▸ **WRITTEN TASK**: Count the lines in the entries below that contain the word "please", and reply with that number alone.

[Unprocessed entries]
>> Start
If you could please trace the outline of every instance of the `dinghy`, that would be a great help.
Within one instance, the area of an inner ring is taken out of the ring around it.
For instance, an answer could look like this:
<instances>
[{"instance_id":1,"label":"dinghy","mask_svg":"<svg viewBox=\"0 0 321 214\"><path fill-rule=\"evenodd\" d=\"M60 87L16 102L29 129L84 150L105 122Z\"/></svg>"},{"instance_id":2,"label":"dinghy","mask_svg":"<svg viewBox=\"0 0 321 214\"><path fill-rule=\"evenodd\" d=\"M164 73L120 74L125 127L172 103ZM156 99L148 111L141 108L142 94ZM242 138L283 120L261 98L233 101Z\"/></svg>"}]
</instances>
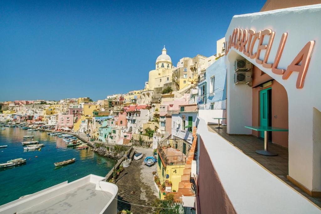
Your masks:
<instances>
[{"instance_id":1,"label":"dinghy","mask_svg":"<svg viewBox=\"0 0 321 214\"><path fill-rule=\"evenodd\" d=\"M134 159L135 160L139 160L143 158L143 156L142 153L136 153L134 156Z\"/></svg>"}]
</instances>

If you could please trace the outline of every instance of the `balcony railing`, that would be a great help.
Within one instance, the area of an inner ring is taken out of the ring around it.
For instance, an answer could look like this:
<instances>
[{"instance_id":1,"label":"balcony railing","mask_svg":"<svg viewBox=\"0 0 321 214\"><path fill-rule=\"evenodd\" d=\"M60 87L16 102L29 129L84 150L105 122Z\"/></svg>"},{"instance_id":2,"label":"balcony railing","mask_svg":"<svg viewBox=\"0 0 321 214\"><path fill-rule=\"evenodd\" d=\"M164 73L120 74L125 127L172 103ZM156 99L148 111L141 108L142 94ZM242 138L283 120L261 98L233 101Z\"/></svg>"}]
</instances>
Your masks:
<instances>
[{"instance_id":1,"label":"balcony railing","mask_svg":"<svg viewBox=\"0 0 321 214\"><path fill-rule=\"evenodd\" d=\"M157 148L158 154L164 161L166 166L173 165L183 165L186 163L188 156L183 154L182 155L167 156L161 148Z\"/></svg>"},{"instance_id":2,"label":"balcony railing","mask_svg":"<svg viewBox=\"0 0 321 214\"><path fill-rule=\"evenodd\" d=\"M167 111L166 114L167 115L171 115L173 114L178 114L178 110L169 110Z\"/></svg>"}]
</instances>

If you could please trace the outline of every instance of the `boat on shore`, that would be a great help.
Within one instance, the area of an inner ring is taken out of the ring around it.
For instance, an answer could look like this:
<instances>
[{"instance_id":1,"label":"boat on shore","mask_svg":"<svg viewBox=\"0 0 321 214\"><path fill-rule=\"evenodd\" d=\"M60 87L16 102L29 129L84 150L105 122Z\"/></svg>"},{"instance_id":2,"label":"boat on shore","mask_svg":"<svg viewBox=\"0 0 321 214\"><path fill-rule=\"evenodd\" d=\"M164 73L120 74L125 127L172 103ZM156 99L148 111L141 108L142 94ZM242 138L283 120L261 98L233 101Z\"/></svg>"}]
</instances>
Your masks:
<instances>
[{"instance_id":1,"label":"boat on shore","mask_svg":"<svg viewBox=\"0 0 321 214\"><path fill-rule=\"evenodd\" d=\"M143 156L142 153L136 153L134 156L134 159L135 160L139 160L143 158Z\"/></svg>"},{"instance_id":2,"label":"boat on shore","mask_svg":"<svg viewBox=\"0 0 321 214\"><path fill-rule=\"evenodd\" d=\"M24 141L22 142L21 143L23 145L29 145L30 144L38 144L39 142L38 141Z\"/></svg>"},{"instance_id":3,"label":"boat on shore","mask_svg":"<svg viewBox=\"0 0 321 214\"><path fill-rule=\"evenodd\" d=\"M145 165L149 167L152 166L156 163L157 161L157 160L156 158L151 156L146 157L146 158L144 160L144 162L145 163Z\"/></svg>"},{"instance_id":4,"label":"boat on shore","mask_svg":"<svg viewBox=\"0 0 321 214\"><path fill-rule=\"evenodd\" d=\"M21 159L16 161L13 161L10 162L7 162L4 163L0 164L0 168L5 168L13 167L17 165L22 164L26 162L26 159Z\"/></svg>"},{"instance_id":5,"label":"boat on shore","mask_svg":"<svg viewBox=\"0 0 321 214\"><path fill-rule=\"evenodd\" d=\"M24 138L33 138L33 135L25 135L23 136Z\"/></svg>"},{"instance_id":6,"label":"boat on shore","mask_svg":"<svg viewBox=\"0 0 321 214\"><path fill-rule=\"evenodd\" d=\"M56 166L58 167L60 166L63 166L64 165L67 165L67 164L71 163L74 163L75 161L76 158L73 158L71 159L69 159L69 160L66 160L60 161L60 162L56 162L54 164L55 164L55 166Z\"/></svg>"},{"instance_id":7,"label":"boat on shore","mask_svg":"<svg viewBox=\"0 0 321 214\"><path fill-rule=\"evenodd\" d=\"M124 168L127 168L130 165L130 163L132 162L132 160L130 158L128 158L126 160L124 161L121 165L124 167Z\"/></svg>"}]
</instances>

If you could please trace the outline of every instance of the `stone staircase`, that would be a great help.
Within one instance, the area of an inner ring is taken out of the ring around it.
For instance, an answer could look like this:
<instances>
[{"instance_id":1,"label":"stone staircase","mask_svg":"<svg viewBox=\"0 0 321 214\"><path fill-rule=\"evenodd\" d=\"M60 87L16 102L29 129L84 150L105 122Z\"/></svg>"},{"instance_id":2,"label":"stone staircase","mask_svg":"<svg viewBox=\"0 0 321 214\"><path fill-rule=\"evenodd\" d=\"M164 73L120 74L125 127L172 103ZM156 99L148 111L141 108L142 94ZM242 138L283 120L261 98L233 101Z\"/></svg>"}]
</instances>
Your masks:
>> End
▸ **COMPLETED TASK**: 4